A run of records:
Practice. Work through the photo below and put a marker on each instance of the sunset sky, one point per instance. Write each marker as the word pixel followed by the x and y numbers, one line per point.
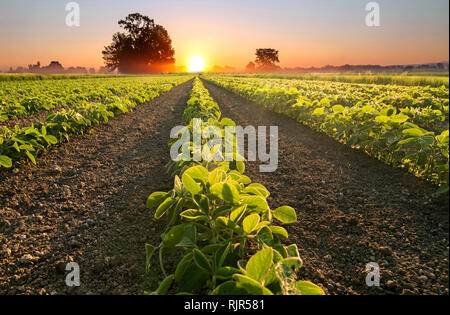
pixel 227 32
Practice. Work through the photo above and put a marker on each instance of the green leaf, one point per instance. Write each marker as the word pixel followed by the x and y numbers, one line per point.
pixel 163 207
pixel 257 189
pixel 191 185
pixel 250 223
pixel 253 287
pixel 194 215
pixel 51 139
pixel 5 161
pixel 230 193
pixel 226 192
pixel 164 286
pixel 229 288
pixel 174 236
pixel 240 166
pixel 238 213
pixel 413 132
pixel 202 261
pixel 182 266
pixel 225 273
pixel 31 157
pixel 259 264
pixel 156 199
pixel 279 232
pixel 256 203
pixel 189 238
pixel 149 251
pixel 285 215
pixel 199 173
pixel 193 278
pixel 308 288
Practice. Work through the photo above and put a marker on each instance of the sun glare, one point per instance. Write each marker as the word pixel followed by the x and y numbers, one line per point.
pixel 196 64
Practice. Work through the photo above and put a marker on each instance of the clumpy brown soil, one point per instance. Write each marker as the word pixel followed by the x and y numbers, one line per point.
pixel 352 210
pixel 85 202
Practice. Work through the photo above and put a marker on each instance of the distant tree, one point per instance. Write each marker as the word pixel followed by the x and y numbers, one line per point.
pixel 266 59
pixel 251 67
pixel 143 47
pixel 34 68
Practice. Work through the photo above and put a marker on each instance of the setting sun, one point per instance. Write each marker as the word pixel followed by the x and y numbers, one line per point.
pixel 196 64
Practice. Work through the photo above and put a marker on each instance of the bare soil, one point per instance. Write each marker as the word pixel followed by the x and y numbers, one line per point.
pixel 352 210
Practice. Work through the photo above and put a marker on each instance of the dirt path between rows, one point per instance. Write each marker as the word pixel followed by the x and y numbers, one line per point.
pixel 352 210
pixel 85 202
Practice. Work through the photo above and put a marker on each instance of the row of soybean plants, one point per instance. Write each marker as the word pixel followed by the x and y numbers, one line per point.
pixel 390 133
pixel 23 98
pixel 220 221
pixel 18 143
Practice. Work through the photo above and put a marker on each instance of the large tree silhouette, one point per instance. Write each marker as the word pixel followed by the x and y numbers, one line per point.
pixel 266 59
pixel 143 47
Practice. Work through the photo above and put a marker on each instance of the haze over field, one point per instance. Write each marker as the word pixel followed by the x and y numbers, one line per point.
pixel 226 33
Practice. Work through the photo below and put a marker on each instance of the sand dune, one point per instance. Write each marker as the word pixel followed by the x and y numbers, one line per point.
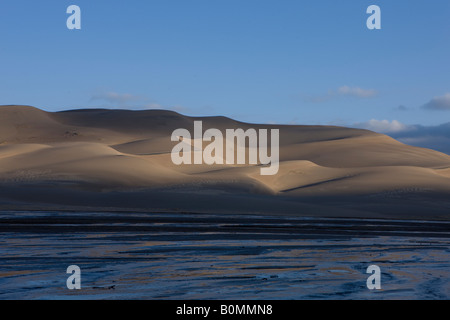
pixel 105 151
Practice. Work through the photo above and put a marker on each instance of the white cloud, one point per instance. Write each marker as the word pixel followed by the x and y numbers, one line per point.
pixel 438 103
pixel 383 126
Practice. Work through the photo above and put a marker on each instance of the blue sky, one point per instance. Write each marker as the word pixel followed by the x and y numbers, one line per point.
pixel 283 61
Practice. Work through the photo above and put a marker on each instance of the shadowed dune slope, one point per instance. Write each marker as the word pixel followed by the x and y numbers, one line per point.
pixel 122 150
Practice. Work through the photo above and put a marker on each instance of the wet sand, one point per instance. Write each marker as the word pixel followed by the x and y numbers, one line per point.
pixel 207 256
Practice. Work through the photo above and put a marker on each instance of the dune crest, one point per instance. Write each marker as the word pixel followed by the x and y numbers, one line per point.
pixel 125 151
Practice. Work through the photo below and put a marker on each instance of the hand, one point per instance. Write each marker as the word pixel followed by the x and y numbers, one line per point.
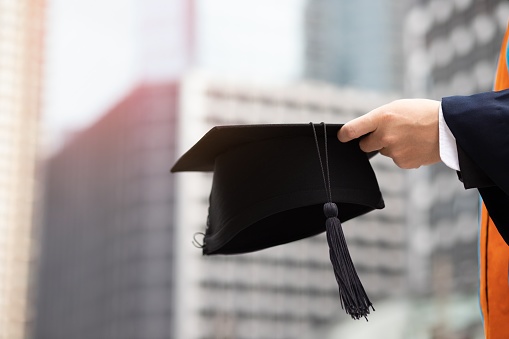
pixel 404 130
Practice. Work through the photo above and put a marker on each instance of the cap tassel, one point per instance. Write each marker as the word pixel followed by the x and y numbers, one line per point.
pixel 353 297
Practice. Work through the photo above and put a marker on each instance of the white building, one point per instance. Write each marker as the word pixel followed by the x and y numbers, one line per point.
pixel 21 50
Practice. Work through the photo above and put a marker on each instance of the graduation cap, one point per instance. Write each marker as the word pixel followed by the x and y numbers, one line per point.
pixel 274 184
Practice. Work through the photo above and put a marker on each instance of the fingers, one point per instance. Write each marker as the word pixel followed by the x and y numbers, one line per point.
pixel 371 142
pixel 358 127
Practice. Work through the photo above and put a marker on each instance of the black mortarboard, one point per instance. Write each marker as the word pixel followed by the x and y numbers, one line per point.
pixel 272 185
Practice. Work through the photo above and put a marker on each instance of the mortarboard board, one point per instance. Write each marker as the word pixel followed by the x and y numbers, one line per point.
pixel 272 185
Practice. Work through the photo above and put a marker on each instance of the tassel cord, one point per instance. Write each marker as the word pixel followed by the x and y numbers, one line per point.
pixel 353 297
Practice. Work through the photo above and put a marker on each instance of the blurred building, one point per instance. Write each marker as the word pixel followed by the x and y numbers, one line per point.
pixel 287 291
pixel 451 47
pixel 354 43
pixel 21 51
pixel 107 247
pixel 165 38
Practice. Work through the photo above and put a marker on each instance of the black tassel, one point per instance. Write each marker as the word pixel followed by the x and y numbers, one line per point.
pixel 353 297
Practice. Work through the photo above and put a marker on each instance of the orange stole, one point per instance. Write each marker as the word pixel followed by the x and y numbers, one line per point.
pixel 494 252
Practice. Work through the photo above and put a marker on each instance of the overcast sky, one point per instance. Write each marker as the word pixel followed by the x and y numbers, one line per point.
pixel 92 51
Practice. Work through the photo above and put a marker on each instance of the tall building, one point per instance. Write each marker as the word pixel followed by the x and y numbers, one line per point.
pixel 107 263
pixel 165 38
pixel 354 43
pixel 451 47
pixel 287 291
pixel 21 51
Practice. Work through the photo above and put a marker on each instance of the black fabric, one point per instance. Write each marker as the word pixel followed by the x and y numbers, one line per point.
pixel 480 124
pixel 268 187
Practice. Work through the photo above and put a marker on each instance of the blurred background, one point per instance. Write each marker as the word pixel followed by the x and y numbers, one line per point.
pixel 99 98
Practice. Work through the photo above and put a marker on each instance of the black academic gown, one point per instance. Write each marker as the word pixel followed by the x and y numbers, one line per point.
pixel 480 124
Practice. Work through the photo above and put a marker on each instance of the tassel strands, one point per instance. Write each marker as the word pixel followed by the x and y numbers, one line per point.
pixel 353 297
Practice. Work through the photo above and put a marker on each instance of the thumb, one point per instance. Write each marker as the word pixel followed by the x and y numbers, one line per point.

→ **WHAT THE TASK ASKS**:
Copy all of the data above word for word, leaving out the pictures.

→ **FINAL RESULT**:
Practice. Work through the photo below and put a marker on each instance of the sunset sky, one point per instance. Write each marker as the word pixel followed by the x and y numbers, one line per point.
pixel 227 32
Practice. Work through the photo above and put a marker on each instance of the green leaf, one point per instance. Write each marker as the word pixel followed by the x and y numbers, one line per point.
pixel 163 207
pixel 257 189
pixel 191 185
pixel 250 223
pixel 253 287
pixel 194 215
pixel 51 139
pixel 5 161
pixel 230 193
pixel 226 192
pixel 164 286
pixel 229 288
pixel 174 236
pixel 240 166
pixel 238 213
pixel 413 132
pixel 202 261
pixel 182 266
pixel 225 273
pixel 31 157
pixel 259 264
pixel 156 199
pixel 279 232
pixel 256 203
pixel 189 238
pixel 149 251
pixel 285 215
pixel 199 173
pixel 193 278
pixel 308 288
Practice. Work through the photo above and put a marker on each instance of the sun glare, one point per instance. Write each marker as the word pixel followed by the x and y numbers, one line per point.
pixel 196 64
Practice. Work through the photo above and put a marker on each instance of the clumpy brown soil, one point per instance. Write each marker as the word pixel followed by the x and y numbers, one line per point.
pixel 352 210
pixel 85 202
Practice. Work through the photo above and put a marker on each instance of the distant tree, one point per instance. Write each marker as the word pixel followed by the x and y numbers, one line per point.
pixel 266 59
pixel 251 67
pixel 143 47
pixel 34 68
Practice. Work through the photo above and put a marker on each instance of the setting sun, one point per instance. Write each marker as the word pixel followed by the x and y numbers, one line per point.
pixel 196 64
Practice. Work through the photo above and put a marker on each instance of the bare soil, one point per instance. Write each marker as the word pixel followed by the x and y numbers, one line per point.
pixel 352 210
Practice. Work through the photo above and put a marker on each instance of the dirt path between rows, one point per instance. Write each marker as the word pixel followed by the x and y numbers, one line per point.
pixel 352 210
pixel 85 202
Practice. Work through the photo above and put a marker on each instance of the row of soybean plants, one point per instance. Write each marker as the word pixel followed by the x and y numbers, one line per point.
pixel 390 133
pixel 23 98
pixel 220 221
pixel 18 143
Practice. Work through the photo above and put a marker on each instance of the large tree silhouette, one point per instance. Write each marker as the word pixel followed by the x and y numbers, one line per point.
pixel 266 59
pixel 143 47
Practice. Work through the photo above and put a marker on each instance of the haze over field, one point per instance. Write each marker as the word pixel followed by the x and y numbers, one line per point.
pixel 226 33
Practice. Work through the photo below and put a marker on each instance of the sand dune, one point per instance. Write each marker as the word pixel followed by the x and y numbers, one line per point.
pixel 105 151
Practice. Work through the photo above and put a marker on each instance of the white cloud, one point per instance. Write each marker as the word pixel followed by the x and y numbers, one line per point.
pixel 438 103
pixel 383 126
Practice. Work through the photo above and put a marker on each instance of the blue sky, one point per instance. Write each marker as the word pixel followed by the x and y numbers, one line per point.
pixel 283 61
Practice. Work through the photo above and put a marker on each instance of the shadowed dune slope, one point per instance. Write each marker as the word pixel followed by the x and y numbers, one line per point.
pixel 122 150
Practice. Work through the photo above and put a marker on each instance of the wet sand, one point per instance. Write each marker as the word pixel followed by the x and y numbers, one line per point.
pixel 207 256
Practice. Work through the photo above and put a marker on each instance of the dune crest, one point per instance. Write each marker as the word pixel followed by the x and y numbers, one line per point.
pixel 125 151
Practice. Work through the photo below and put a marker on each instance of the hand, one point per instance. Write each marker as the word pixel followed by the x and y numbers, one line per point.
pixel 404 130
Practice. Work through the photo above and put a marker on each instance of the cap tassel, one point per instance. Write each marker as the word pixel followed by the x and y numbers, one line per point.
pixel 353 297
Practice. Work through the photo above and put a marker on each instance of the white building, one point per instance. Write each marker as the word pixel followed by the x and y numbers, one line per point.
pixel 21 50
Practice. Work through the photo above and put a marker on each instance of the graduation cap, one point per instance. Write each marker as the word pixel followed by the x and y numbers, one line per point.
pixel 274 184
Practice. Work through the photo above and put a marker on each instance of the fingers, one point per instance. Write each marker as the word pixel followed by the x and y numbers, one line per point.
pixel 371 142
pixel 358 127
Practice. Work through the photo above and put a marker on each instance of the black mortarboard, one point per instance. Write each marker as the word pixel followed by the x and y numbers, one line per point.
pixel 272 185
Practice. Work through the photo above and put a marker on each instance of the mortarboard board, one point per instance. Write each marker as the word pixel followed by the x and y numbers, one line per point.
pixel 272 185
Practice. Work through the photo above and put a marker on each instance of the tassel cord, one point per instance. Write each marker as the word pixel followed by the x and y numbers, one line per point.
pixel 353 297
Practice. Work through the photo above and put a marker on each instance of the blurred building, one point per instance. Write each marker as the word pixel followed by the x and y numbers, one line per point.
pixel 287 291
pixel 451 47
pixel 354 43
pixel 21 51
pixel 107 247
pixel 165 38
Practice. Work through the photo above and put a marker on each instance of the black tassel, one point per instance. Write each marker as the word pixel followed by the x and y numbers, one line per point.
pixel 353 297
Practice. Work through the photo above and put a marker on each instance of the orange stole, one point per instance. Write each marker as the word pixel followed by the x and y numbers, one line per point.
pixel 494 252
Practice. Work through the photo above and put a marker on each instance of the overcast sky, one point per instance. Write each marker as the word pixel followed by the x and y numbers, one line per point.
pixel 92 51
Practice. Work through the photo above and put a marker on each instance of the tall building, one point per instance. Write each marker as the word pixel followed by the x and y numbers, one line per point.
pixel 107 263
pixel 165 38
pixel 354 43
pixel 451 47
pixel 287 291
pixel 21 51
Practice. Work through the photo above and put a marker on each instance of the black fabric, one point per instance. Write each marker as the word pixel followed by the x and y numbers, one line per point.
pixel 480 124
pixel 268 187
Practice. Work through the photo above and put a marker on each instance of the blurred background, one point per instance. Write each marker as the word pixel followed by the x and y numbers, one line per point.
pixel 99 98
Practice. Work through the photo above and put a marker on each instance of the black academic gown, one point per instance. Write each marker as the word pixel followed by the x and y numbers, one line per point.
pixel 480 124
Practice. Work through the photo above and put a marker on each instance of the tassel strands, one point per instance. Write each marker as the word pixel followed by the x and y numbers, one line per point.
pixel 353 297
Practice. Work through the photo above and put a marker on each instance of the thumb, one point per instance. Write each marker as the word pixel followed by the x and y numbers, one line per point.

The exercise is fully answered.